* [WORK INSTRUCTIONS]
In the notes on the Modal backend, copy out everything from "OpenAI-compatible /v1/audio/speech endpoint;" down to "continuous batching." with no changes.

* [SELECTED EXCERPT]
-- Opening Marker --

"""Modal backend for AI Prof — VoxCPM2 TTS + distil-Whisper STT.

Two endpoints in one Modal app:
  serve()      → /v1/audio/speech        (TTS — VoxCPM2 via vLLM-Omni)
  transcribe() → /v1/audio/transcriptions (STT — distil-whisper-large-v3)

OpenAI-compatible /v1/audio/speech endpoint; point TTS_BASE_URL at the
printed *.modal.run URL (no /v1 suffix — the client appends it).

VoxCPM2 (2B, MiniCPM-4 backbone) outputs 48 kHz WAV and supports Voice
Design via a natural-language prefix prepended to the synthesis input — used
in ai_prof/rtc.py to give AI Prof a consistent professor voice.

vLLM-Omni layers omni-modal (TTS/STT) support on top of vLLM's scheduler
and exposes a drop-in /v1/audio/speech endpoint with PagedAttention and
continuous batching.

Bring-up:
    modal run   modal_app_vox.py::download_model   # 1. pull VoxCPM2 weights (CPU, cheap)
    modal run   modal_app_vox.py::download_stt     # 2. pull Whisper weights  (CPU, cheap)
    modal run   modal_app_vox.py::warm             # 3. ONE GPU run: compile CUDA kernels
    modal deploy modal_app_vox.py                  # 4. serve both endpoints
    # .env: TTS_BASE_URL=<serve URL>   TTS_MODEL=voxcpm2
    #       STT_BASE_URL=<transcribe URL>  STT_MODEL=distil-whisper-large-v3
"""

-- Closing Marker --

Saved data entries
-- Opening Marker --

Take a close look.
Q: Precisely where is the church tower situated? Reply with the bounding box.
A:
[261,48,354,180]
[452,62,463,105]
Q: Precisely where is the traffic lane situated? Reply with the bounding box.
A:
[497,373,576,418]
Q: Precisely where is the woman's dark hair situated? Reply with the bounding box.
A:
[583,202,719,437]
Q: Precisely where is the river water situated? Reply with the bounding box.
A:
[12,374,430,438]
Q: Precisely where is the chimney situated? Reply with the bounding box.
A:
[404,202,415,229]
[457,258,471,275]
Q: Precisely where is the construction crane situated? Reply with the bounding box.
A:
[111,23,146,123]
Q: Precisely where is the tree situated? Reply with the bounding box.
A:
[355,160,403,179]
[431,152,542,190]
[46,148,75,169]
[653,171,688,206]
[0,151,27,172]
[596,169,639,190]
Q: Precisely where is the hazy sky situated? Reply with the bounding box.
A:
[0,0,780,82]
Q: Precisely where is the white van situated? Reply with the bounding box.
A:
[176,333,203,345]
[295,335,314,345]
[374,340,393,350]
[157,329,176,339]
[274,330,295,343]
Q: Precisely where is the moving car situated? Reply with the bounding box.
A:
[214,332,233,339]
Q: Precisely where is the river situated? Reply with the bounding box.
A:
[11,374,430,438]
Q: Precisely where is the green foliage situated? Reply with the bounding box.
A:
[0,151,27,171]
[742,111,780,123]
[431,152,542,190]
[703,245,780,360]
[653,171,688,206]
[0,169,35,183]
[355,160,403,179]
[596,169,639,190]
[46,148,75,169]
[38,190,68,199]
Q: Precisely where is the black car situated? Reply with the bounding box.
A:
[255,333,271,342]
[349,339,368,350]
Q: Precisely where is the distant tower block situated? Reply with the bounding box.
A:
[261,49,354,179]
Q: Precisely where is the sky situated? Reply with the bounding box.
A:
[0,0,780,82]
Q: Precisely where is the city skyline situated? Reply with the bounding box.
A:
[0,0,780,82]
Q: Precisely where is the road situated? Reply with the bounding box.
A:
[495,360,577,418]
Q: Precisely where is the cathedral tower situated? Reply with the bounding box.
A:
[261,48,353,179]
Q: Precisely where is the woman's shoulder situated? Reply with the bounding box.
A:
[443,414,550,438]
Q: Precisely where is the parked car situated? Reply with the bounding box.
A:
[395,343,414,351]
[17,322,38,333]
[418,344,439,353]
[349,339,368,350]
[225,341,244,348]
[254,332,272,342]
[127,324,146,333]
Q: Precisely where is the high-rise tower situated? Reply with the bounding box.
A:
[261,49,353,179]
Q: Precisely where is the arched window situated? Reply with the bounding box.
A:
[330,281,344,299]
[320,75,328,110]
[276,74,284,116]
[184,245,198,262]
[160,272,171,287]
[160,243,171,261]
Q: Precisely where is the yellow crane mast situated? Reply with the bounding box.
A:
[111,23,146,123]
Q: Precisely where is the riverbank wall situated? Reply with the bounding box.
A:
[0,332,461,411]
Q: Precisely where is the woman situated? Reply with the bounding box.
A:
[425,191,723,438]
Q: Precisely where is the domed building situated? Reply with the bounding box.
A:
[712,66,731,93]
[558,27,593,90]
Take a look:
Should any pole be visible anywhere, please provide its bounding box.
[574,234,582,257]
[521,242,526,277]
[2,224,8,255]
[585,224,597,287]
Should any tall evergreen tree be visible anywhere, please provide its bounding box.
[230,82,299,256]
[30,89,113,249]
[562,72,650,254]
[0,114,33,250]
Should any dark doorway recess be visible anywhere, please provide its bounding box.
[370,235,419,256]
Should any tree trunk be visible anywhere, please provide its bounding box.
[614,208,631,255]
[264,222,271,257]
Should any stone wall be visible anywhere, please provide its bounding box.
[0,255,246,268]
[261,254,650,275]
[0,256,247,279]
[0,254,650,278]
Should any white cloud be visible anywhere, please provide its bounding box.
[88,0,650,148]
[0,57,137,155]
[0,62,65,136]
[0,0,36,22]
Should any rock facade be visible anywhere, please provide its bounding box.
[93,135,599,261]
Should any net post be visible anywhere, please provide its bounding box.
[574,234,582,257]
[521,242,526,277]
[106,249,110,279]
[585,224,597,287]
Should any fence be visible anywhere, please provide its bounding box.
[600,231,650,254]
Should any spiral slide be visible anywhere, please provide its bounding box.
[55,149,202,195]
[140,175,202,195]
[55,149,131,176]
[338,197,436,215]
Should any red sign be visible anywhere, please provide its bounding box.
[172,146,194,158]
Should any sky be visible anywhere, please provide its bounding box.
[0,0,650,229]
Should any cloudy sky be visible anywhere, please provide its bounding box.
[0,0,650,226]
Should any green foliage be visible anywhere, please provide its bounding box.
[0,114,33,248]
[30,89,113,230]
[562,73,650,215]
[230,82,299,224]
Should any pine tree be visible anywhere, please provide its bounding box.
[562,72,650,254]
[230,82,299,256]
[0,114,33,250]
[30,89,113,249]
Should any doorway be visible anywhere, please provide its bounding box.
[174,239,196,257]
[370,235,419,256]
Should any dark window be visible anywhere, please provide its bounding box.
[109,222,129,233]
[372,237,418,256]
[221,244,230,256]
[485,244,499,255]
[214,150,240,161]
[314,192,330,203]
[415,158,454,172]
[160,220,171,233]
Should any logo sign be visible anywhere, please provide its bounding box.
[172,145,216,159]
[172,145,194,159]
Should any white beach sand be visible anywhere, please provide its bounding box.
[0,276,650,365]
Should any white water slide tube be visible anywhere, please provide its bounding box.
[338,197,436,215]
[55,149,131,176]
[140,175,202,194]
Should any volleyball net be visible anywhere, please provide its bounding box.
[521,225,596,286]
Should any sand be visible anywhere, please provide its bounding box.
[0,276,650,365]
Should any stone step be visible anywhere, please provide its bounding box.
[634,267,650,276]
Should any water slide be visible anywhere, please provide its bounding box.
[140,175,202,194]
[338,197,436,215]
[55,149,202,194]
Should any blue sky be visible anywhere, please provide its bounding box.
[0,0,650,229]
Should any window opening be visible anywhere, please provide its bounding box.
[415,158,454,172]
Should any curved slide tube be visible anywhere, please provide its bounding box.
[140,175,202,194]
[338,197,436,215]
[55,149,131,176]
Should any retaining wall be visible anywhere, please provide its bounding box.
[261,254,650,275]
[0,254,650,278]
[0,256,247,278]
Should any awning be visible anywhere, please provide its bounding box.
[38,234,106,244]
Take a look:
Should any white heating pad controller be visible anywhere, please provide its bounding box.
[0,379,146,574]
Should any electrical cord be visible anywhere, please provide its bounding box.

-- Closing Marker --

* [TASK RESPONSE]
OpenAI-compatible /v1/audio/speech endpoint; point TTS_BASE_URL at the
printed *.modal.run URL (no /v1 suffix — the client appends it).

VoxCPM2 (2B, MiniCPM-4 backbone) outputs 48 kHz WAV and supports Voice
Design via a natural-language prefix prepended to the synthesis input — used
in ai_prof/rtc.py to give AI Prof a consistent professor voice.

vLLM-Omni layers omni-modal (TTS/STT) support on top of vLLM's scheduler
and exposes a drop-in /v1/audio/speech endpoint with PagedAttention and
continuous batching.